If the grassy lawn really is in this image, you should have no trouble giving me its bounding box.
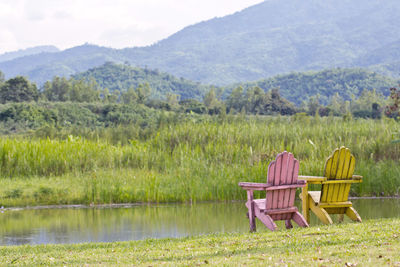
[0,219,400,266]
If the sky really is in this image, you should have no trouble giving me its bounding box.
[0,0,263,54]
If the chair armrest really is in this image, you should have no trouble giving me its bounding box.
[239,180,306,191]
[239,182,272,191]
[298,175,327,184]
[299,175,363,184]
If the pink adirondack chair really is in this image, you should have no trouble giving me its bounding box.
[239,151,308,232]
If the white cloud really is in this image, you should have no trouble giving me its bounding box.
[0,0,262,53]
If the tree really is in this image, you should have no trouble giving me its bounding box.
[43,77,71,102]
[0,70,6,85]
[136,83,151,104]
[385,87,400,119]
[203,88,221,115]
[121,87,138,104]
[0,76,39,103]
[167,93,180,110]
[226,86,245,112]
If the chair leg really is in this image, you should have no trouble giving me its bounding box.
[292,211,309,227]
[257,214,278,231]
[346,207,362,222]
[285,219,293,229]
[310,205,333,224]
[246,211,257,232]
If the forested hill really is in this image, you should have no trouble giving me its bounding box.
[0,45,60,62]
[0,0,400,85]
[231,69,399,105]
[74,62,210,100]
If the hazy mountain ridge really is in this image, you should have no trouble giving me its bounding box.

++++++

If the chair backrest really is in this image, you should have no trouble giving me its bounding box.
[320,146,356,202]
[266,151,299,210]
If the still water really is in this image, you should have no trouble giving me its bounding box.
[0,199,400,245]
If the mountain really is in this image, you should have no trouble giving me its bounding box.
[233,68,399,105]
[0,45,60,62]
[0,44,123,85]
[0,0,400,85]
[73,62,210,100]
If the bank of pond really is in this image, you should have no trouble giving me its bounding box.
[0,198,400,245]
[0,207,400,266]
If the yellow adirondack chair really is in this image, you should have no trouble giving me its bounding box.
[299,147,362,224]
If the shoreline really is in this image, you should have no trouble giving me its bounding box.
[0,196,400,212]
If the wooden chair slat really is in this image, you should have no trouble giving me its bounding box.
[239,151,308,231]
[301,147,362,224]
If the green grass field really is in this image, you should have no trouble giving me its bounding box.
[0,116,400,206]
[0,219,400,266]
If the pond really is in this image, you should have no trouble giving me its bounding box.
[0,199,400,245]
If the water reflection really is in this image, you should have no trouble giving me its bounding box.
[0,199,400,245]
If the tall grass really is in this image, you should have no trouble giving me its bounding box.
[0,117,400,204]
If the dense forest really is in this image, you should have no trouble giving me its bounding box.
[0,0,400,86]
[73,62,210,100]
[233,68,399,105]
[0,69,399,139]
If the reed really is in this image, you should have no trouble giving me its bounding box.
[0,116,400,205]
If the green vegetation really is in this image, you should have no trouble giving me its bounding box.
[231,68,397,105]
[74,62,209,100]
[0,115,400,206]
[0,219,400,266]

++++++

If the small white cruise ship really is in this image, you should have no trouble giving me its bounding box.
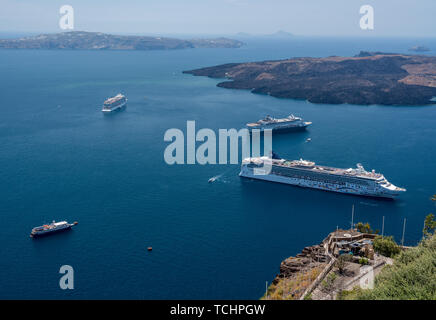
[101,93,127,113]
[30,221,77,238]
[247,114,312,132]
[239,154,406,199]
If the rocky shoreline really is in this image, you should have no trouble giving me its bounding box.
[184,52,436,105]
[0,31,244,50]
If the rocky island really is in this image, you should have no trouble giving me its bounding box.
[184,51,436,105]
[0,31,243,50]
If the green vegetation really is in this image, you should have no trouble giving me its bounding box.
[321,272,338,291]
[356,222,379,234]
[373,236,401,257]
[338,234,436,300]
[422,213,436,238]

++++++

## Directive
Copy every row above that contains the string "shoreline", treating uppercase and lowercase letters as different.

## Task response
If the shoreline really is in this image, you should have no trouble giving me its bounding box.
If the rocky shoreline really is in this image, you should have no trouble giving me its bounding box.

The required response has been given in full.